§ EXCERPT:
※

SQL Query with combining MAX() and SUM() aggregates

I have tried looking into different topics over here and in other forums but I can't seem to find a solution to my problem.
What I'm trying to achieve is "Display the net sales (in dollars) of the Product Line with the highest revenue for that Customer. Use a heading of: Best Sales. Format as $999,999.99.
Here's what I've tried so far:
SELECT cc.CustID, cc.CompanyName, cc.ContactName, pl.pl_id,to_char((sum(od.unitprice*od.quantity*(1-discount))), '$9,999,999.99') as rev
FROM corp.customers cc JOIN corp.orders co ON (cc.CustID=co.CustID)
LEFT OUTER JOIN corp.order_details od ON (co.orderID=od.orderID)
LEFT OUTER JOIN corp.products cp ON (od.ProductID=cp.ProductID)
LEFT OUTER JOIN corp.product_lines pl ON (cp.pl_id=pl.pl_id)
GROUP BY cc.CustID, cc.CompanyName, cc.ContactName, pl.pl_id
HAVING sum(od.unitprice*od.quantity*(1-discount))=
(
SELECT max(sum(od.unitprice*od.quantity*(1-discount)))
FROM corp.customers cc JOIN corp.orders co ON (cc.CustID=co.CustID)
JOIN corp.order_details od ON (co.orderID=od.orderID)
JOIN corp.products cp ON (od.ProductID=cp.ProductID)
JOIN corp.product_lines pl ON (cp.pl_id=pl.pl_id)
GROUP BY cc.CustID, cc.CompanyName, cc.ContactName, pl.pl_id);
This gives me only one output indicating the highest revenue of all customers, but I would like it to display the highest revenue according to each of the product line for that customer.
The result is shown below.
CustID | Company Name | Contact Name | PL_ID | Revenue
QUICK | QUICK-Stop | Horst Kloss | 1 | $37,161.63
I would like it to show something like.
CustID | Company Name | Contact Name | PL_ID | Revenue
QUICK | QUICK-Stop | Horst Kloss | 1 | $37,161.63
QS | QUICK-Start | Clark Stone | 2 | $50,000.00
QUI | QUICK | Mary Haynes | 1 | $60,000.00
QShelf | QUICK-Shelf | Doreen Lucas | 4 | $35,161.63
Any help is appreciated. Thank you!
This query uses your original query, a rank() function to order by your rev column, and a selection to only get the highest rev. This will give multiple rows if you have multiple rows with the same rev value. Change rank() to row_number() if you only want one.
You could also use CTE instead of the nested queries, wont make any difference.

※

§ PROVIDED MATERIAL:
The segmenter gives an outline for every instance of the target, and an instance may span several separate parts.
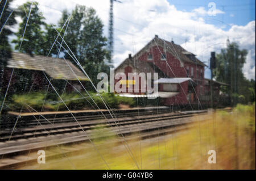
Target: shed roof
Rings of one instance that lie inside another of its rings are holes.
[[[40,55],[11,52],[7,67],[44,71],[54,79],[88,81],[88,78],[69,60]]]

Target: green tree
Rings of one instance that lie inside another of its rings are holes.
[[[67,10],[63,12],[59,28],[69,15]],[[109,53],[106,49],[107,39],[103,35],[103,23],[93,9],[84,6],[77,5],[71,16],[64,40],[95,83],[98,72],[109,71],[105,64]],[[63,45],[68,50],[68,47]],[[65,51],[63,52],[66,58],[72,58]]]
[[[0,2],[0,92],[2,92],[4,68],[7,58],[11,57],[11,47],[8,37],[13,32],[10,28],[16,23],[14,19],[16,12],[9,7],[12,1],[6,0]]]
[[[20,52],[46,55],[43,48],[44,33],[42,28],[46,25],[38,5],[37,2],[27,2],[18,7],[18,15],[22,21],[19,24],[18,32],[15,33],[17,38],[12,42],[15,44],[15,49]]]
[[[221,87],[221,91],[232,96],[234,104],[238,102],[247,103],[250,100],[251,90],[249,88],[252,85],[242,72],[247,52],[240,49],[236,43],[230,43],[228,40],[227,43],[227,48],[222,49],[220,53],[216,55],[214,78],[229,85],[228,87]]]

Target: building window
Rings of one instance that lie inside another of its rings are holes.
[[[148,54],[147,55],[147,60],[152,60],[152,54]]]
[[[194,69],[191,68],[191,78],[194,77]]]
[[[161,54],[161,60],[166,60],[166,56],[165,54]]]

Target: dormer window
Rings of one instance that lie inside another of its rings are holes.
[[[152,54],[148,54],[147,55],[147,60],[152,60],[152,59],[153,58],[152,58]]]
[[[161,54],[161,60],[166,60],[166,56],[165,54]]]

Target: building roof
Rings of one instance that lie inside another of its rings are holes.
[[[209,82],[210,82],[211,81],[211,79],[208,79],[208,78],[205,78],[204,79],[205,81],[209,81]],[[228,85],[228,83],[224,83],[224,82],[220,82],[220,81],[214,81],[214,80],[212,80],[212,82],[213,83],[217,83],[222,86],[229,86],[229,85]]]
[[[158,80],[154,81],[155,83],[181,83],[182,82],[193,80],[189,77],[177,77],[177,78],[160,78]]]
[[[136,53],[133,57],[139,57],[146,51],[149,50],[152,47],[155,45],[161,47],[165,49],[176,58],[181,62],[187,62],[193,64],[207,66],[207,65],[197,58],[194,54],[186,50],[181,46],[175,44],[174,41],[170,42],[160,39],[157,35],[141,50]],[[163,52],[162,53],[163,53]]]
[[[88,81],[88,78],[69,60],[40,55],[11,52],[7,67],[44,71],[54,79]]]

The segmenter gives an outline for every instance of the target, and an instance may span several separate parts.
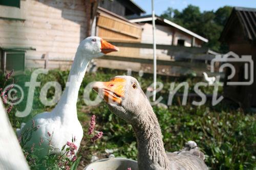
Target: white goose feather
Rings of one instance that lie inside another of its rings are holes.
[[[52,134],[53,132],[51,145],[54,150],[50,151],[50,154],[60,153],[62,147],[67,141],[71,142],[73,137],[75,137],[74,144],[78,150],[83,133],[77,118],[76,103],[87,66],[91,59],[118,50],[116,46],[97,37],[88,37],[80,43],[69,75],[68,85],[52,111],[37,114],[33,118],[35,126],[39,128],[33,133],[26,147],[31,147],[34,143],[35,148],[42,149],[37,151],[36,155],[39,157],[47,155],[49,151],[48,132]],[[19,133],[30,128],[31,125],[31,121],[27,122]]]

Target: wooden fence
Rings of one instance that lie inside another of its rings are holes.
[[[133,71],[153,72],[153,45],[127,42],[111,42],[120,51],[97,59],[99,67]],[[206,47],[157,45],[157,73],[180,76],[192,72],[201,76],[209,70],[210,61],[215,57]]]

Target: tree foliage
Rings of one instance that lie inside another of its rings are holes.
[[[224,6],[215,12],[201,12],[199,7],[189,5],[181,12],[169,7],[161,16],[207,38],[209,42],[205,45],[224,53],[227,50],[227,47],[218,40],[231,11],[232,7]]]

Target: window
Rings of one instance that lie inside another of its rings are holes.
[[[184,46],[185,45],[185,40],[184,39],[178,39],[177,45]]]
[[[19,50],[2,50],[2,69],[4,72],[9,72],[12,69],[16,72],[25,70],[25,52]]]
[[[0,5],[20,8],[20,0],[0,0]]]

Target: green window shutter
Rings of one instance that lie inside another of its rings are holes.
[[[25,52],[4,51],[4,71],[10,71],[14,69],[15,72],[23,72],[25,67]]]
[[[0,0],[0,5],[20,8],[20,0]]]

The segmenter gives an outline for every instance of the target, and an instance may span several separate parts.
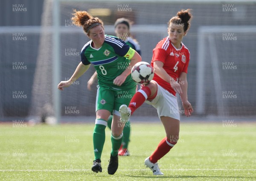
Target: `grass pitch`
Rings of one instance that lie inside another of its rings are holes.
[[[177,144],[158,162],[154,176],[145,159],[165,136],[157,123],[131,124],[130,156],[119,157],[108,175],[110,131],[102,158],[103,171],[91,170],[94,124],[0,125],[1,180],[256,180],[256,124],[181,122]]]

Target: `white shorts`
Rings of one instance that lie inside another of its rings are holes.
[[[145,101],[157,110],[158,117],[168,116],[180,120],[180,110],[177,98],[157,84],[157,93],[150,101]]]

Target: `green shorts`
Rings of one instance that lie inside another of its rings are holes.
[[[105,109],[118,116],[120,116],[118,112],[120,106],[122,105],[129,105],[137,89],[137,86],[125,90],[99,85],[97,87],[96,111],[100,109]]]

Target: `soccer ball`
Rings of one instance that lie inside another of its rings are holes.
[[[153,77],[153,69],[145,62],[138,62],[131,69],[131,78],[137,83],[146,84]]]

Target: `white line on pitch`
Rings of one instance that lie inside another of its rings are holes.
[[[252,170],[256,169],[161,169],[161,170],[186,171],[186,170]],[[66,170],[0,170],[0,172],[75,172],[90,171],[90,169],[66,169]],[[125,169],[119,170],[119,171],[144,171],[148,169]]]

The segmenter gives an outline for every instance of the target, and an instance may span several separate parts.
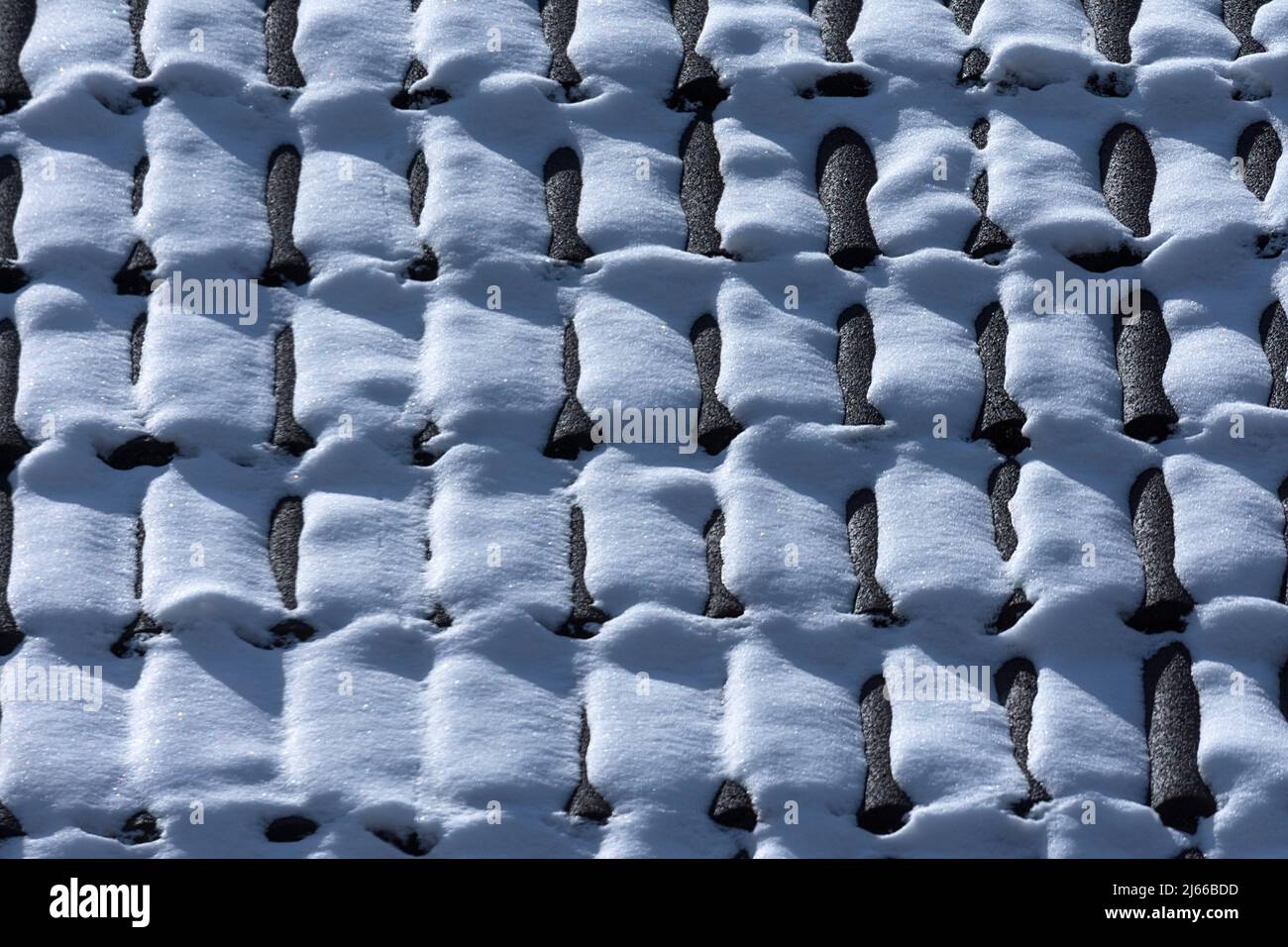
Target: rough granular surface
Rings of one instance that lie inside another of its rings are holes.
[[[4,0],[0,856],[1288,856],[1288,4]]]

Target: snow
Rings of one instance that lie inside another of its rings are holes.
[[[15,236],[32,277],[0,298],[0,316],[22,338],[15,414],[35,445],[12,477],[9,602],[27,638],[8,660],[103,665],[106,694],[97,714],[3,707],[0,800],[27,837],[0,856],[397,856],[376,827],[416,827],[435,856],[1288,852],[1276,801],[1288,792],[1276,706],[1288,612],[1275,603],[1288,419],[1264,407],[1257,330],[1288,282],[1252,250],[1288,213],[1288,191],[1280,174],[1258,204],[1229,174],[1249,124],[1288,135],[1275,97],[1231,98],[1284,86],[1288,3],[1258,13],[1270,52],[1233,61],[1215,4],[1145,0],[1133,62],[1118,67],[1133,91],[1101,98],[1083,84],[1109,64],[1083,43],[1077,0],[988,0],[970,36],[933,0],[912,15],[907,0],[868,0],[850,49],[873,89],[850,99],[799,94],[831,70],[805,4],[711,0],[698,52],[732,89],[715,112],[716,224],[737,260],[684,253],[677,143],[692,116],[662,104],[681,54],[665,4],[581,3],[569,55],[587,98],[567,102],[545,77],[549,48],[524,0],[426,0],[415,17],[385,0],[307,0],[295,52],[308,84],[291,99],[264,79],[255,0],[218,15],[202,0],[152,0],[143,46],[165,94],[128,115],[103,104],[133,89],[128,4],[37,6],[21,61],[35,98],[0,119],[0,151],[24,169]],[[990,54],[989,84],[962,90],[971,46]],[[412,53],[450,102],[389,107]],[[967,130],[981,116],[992,130],[979,152]],[[1157,447],[1122,434],[1108,318],[1032,307],[1036,280],[1073,268],[1068,253],[1124,236],[1097,171],[1119,121],[1145,131],[1158,165],[1139,276],[1163,304],[1164,387],[1181,423]],[[878,170],[869,214],[885,255],[862,274],[823,254],[814,161],[840,125],[864,137]],[[143,237],[158,272],[258,276],[264,171],[285,142],[303,155],[295,238],[313,281],[261,287],[252,326],[153,313],[131,388],[143,303],[117,296],[112,274]],[[578,231],[596,255],[581,271],[546,259],[541,169],[560,146],[582,161]],[[430,184],[417,228],[406,171],[421,147]],[[961,251],[985,166],[989,215],[1015,241],[998,265]],[[403,281],[421,242],[440,276]],[[488,308],[493,286],[500,309]],[[797,309],[784,308],[791,286]],[[1033,442],[1010,562],[987,495],[999,457],[970,441],[983,394],[974,321],[993,300],[1009,316],[1007,390]],[[840,424],[835,326],[854,303],[873,318],[882,428]],[[583,405],[693,406],[688,332],[706,312],[723,332],[721,399],[746,426],[724,455],[541,455],[564,397],[564,320],[580,338]],[[295,414],[317,439],[299,461],[264,443],[283,325]],[[931,432],[940,414],[945,439]],[[1234,414],[1243,439],[1229,437]],[[430,417],[442,457],[417,468],[412,437]],[[131,472],[95,456],[139,430],[182,456]],[[1175,506],[1176,569],[1198,603],[1182,640],[1218,809],[1193,840],[1146,803],[1140,667],[1168,639],[1122,622],[1142,591],[1127,496],[1154,465]],[[862,487],[877,496],[877,579],[904,626],[850,613],[844,509]],[[267,553],[285,495],[304,497],[300,613],[317,635],[263,651],[249,640],[285,617]],[[587,588],[612,616],[586,642],[550,631],[569,606],[573,502]],[[701,531],[717,505],[724,581],[747,609],[724,621],[701,617]],[[138,609],[140,510],[142,606],[173,633],[117,660],[108,647]],[[1088,542],[1095,568],[1082,563]],[[985,634],[1016,586],[1033,611]],[[426,618],[437,602],[450,629]],[[909,656],[996,670],[1018,655],[1039,671],[1029,768],[1054,801],[1027,819],[1010,812],[1025,783],[996,701],[983,713],[896,703],[893,768],[916,808],[894,835],[859,830],[863,682]],[[603,827],[563,812],[582,706],[589,776],[613,805]],[[753,836],[707,817],[725,778],[756,800]],[[799,823],[784,818],[792,803]],[[106,837],[144,807],[158,843]],[[265,822],[292,813],[317,834],[265,841]]]

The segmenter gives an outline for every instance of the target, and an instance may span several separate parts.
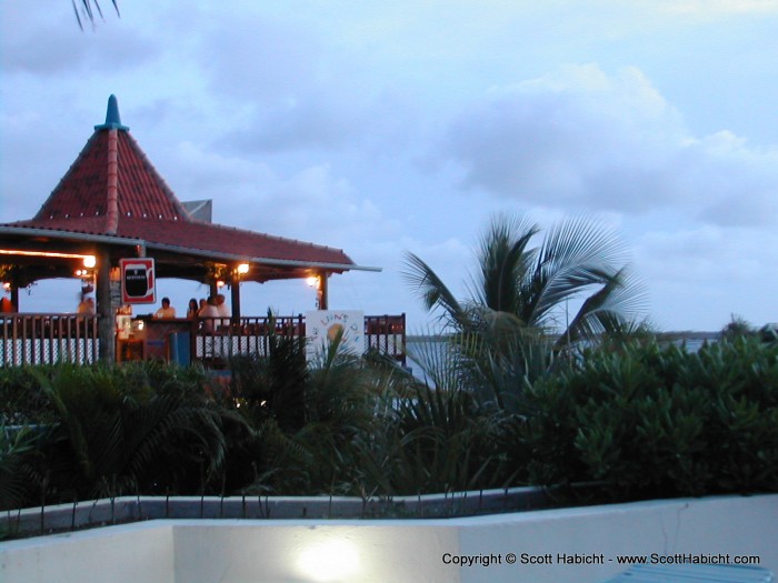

※

§ COMPLETE THE FOLLOWING:
1. List every table, with its schema prefix, that the queries in the SQL thread join.
2. Reproduce the stretch of the SQL thread from "Here's what I've" through "OUTER JOIN corp.product_lines pl ON (cp.pl_id=pl.pl_id)".
3. Condense the paragraph of the SQL thread beginning "This query uses your original query" into a short bulleted list.

§ EXERCISE SOLUTIONS:
1. corp.customers, corp.orders, corp.order_details, corp.products, corp.product_lines

2.
Here's what I've tried so far:
SELECT cc.CustID, cc.CompanyName, cc.ContactName, pl.pl_id,to_char((sum(od.unitprice*od.quantity*(1-discount))), '$9,999,999.99') as rev
FROM corp.customers cc JOIN corp.orders co ON (cc.CustID=co.CustID)
LEFT OUTER JOIN corp.order_details od ON (co.orderID=od.orderID)
LEFT OUTER JOIN corp.products cp ON (od.ProductID=cp.ProductID)
LEFT OUTER JOIN corp.product_lines pl ON (cp.pl_id=pl.pl_id)

3.
- Builds on the original query.
- Adds a rank() function ordered by the rev column.
- Keeps only the row with the highest rev.
- Returns several rows if more than one row has the same rev value.
- To get only one row, use row_number() in place of rank().